- **PROBLEMS TO SOLVE**
1. Answer these questions about the Customs ruling text on the cost of U.S. parts, with one answer per line:
(a) What date does HRL 557615 carry?
(b) Which two studies did the importer conduct to support its methodologies?
(c) How was the "standard turnaround time" defined?
2. Pick up the Customs ruling text on the cost of U.S. parts right after its final sentence and keep it going.

We also noted that the assistance of Regulatory Audit or other
Customs office might be required to verify the required controls,
and the ensure compliance with record requirements.
Customs also recognizes the difficulty in tracking the cost
of a specific U.S. part sent abroad to be incorporated in a
returned article, when numerous parts are sent abroad and
returned on a continuing basis. As a result, and as a logical
extension of Customs position, under certain circumstances
related to the difficulty in tracking the cost of a specific U.S.
part, Customs may accept as evidence of the "cost of the
components when last purchased" under 19 CFR 10.17, a cost
determined through an appropriate methodology in lieu of a method
of direct identification of the cost of the specific U.S.
component.
In HRL 557615 dated September 7, 1994, concerning the
methodology for determining the cost of U.S. components under
subheading 9802.00.80, HTSUS, we held that:
the costs derived from methods proposed in the ruling letter
(Ruling Requests #1 and #2), which use standard turnaround
times for various types of components based on supporting
documentation and identified by manufacturer number, and
employ manufacturer's actual prices, may be accepted under
certain circumstances as evidence of the cost of U.S.
components when last purchased under 19 CFR 10.17.
HRL 557615 actually covered two separate ruling requests,
each of which incorporated certain basic methodologies for
determining the cost of a given U.S. part, but which also differ
in certain respects. In lieu of determining a specific price for
each of the numerous exported U.S. parts, the importer requested
that Customs accept a price application methodology, based on a
"standard turnaround time" ("STT"), for given parts. The STT
would be applicable to both ruling request situations presented.
The difference in the two systems is in the method used to update
price information. In support of the validity of its
methodologies, the importer conducted two studies, a "Price
Stability Study", and a "Turnaround Time Study." In Ruling
Request #1, under an "Automated Purchasing System," prices for
subheading 9802.00.80, HTSUS, claims would be updated
electronically from the new purchasing system as frequently as
the parts are purchased by the importer. The importer stated
that the determination of a price for a given part incorporated
in an exported vehicle depended on the STT for that part. The
STT was considered to be the interval between the day a U.S. part
is exported from the U.S. and the day a motor vehicle
incorporating that part is exported from Japan. Under the
Turnaround Time Study, five components, or time intervals, were
analyzed in order to determine a STT for various types of parts.

- **DATA SEGMENT**
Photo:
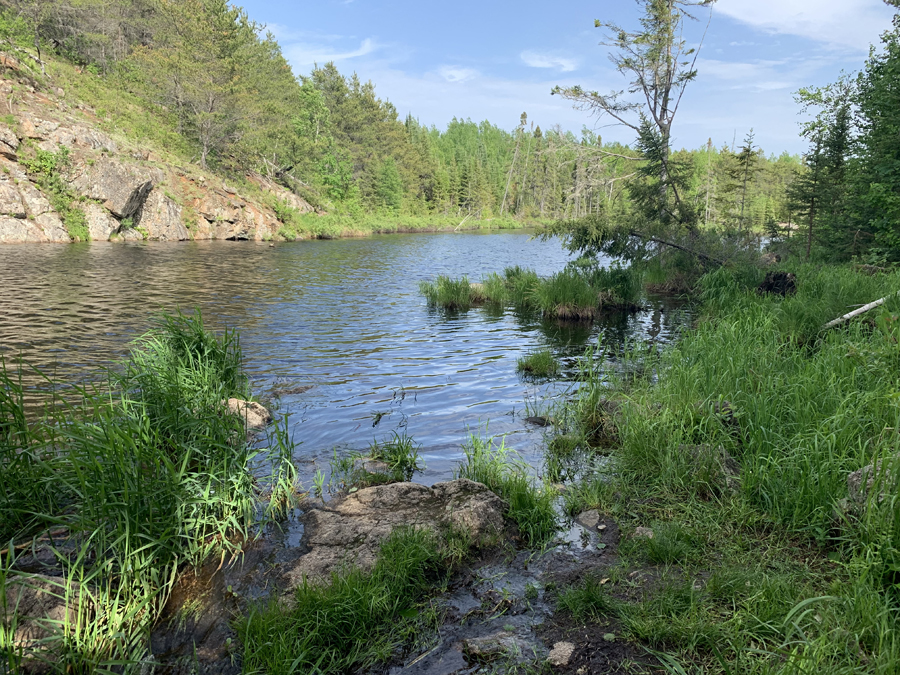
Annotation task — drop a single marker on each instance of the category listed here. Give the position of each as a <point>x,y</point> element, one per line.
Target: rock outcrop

- **RESPONSES TO THE TASKS**
1.
(a) September 7, 1994.
(b) A "Price Stability Study" and a "Turnaround Time Study."
(c) The interval between the day a U.S. part is exported from the U.S. and the day a motor vehicle incorporating that part is exported from Japan.

2.
Based on the Turnaround Time Study, the importer determined three
standard turnaround times to be applied in determining a cost for
a part, depending upon the type of part involved. The STT was to
be applied to each and every part based on the part number.
Under this system, the price to be used for a given part depends
on the appropriate turnaround time for the part.
In Ruling Request #2, the importer proposed to use a manual
STT method, rather than an automated system for determining the
price of a part. Under this system, the importer proposed to
manually collect price data at certain intervals, based on the
most recent invoice issued by the exporter. The importer
conducted a "price Stability Study" which compared the duty
exemption under subheading 9802.00.80, HTSUS, for a sampling of
20 parts during a 12-month period based on a direct
identification of parts, versus the exemption determined by using
a monthly and quarterly update of prices, as proposed, and found
that the percentage difference was approximately 0.06%.
In HRL 557615, we further stated that our acceptance of the
STT methodology for determining the value of U.S. fabricated
components for purposes of subheading 9802.00.80, HTSUS, is
necessarily based on the maintenance of reliable controls so that
the system operates as intended, and that invoices, prices, and
changes in turnaround time are updated in a timely manner. In
this regard, we stated that Regulatory Audit, or other Customs
offices, may be required to verify the turnaround times and
prices of the various components, and to ensure that the systems
are operating in compliance with Customs requirements.
We are of the opinion that the weighted average method of
accounting which you propose to use to determine the cost of U.S.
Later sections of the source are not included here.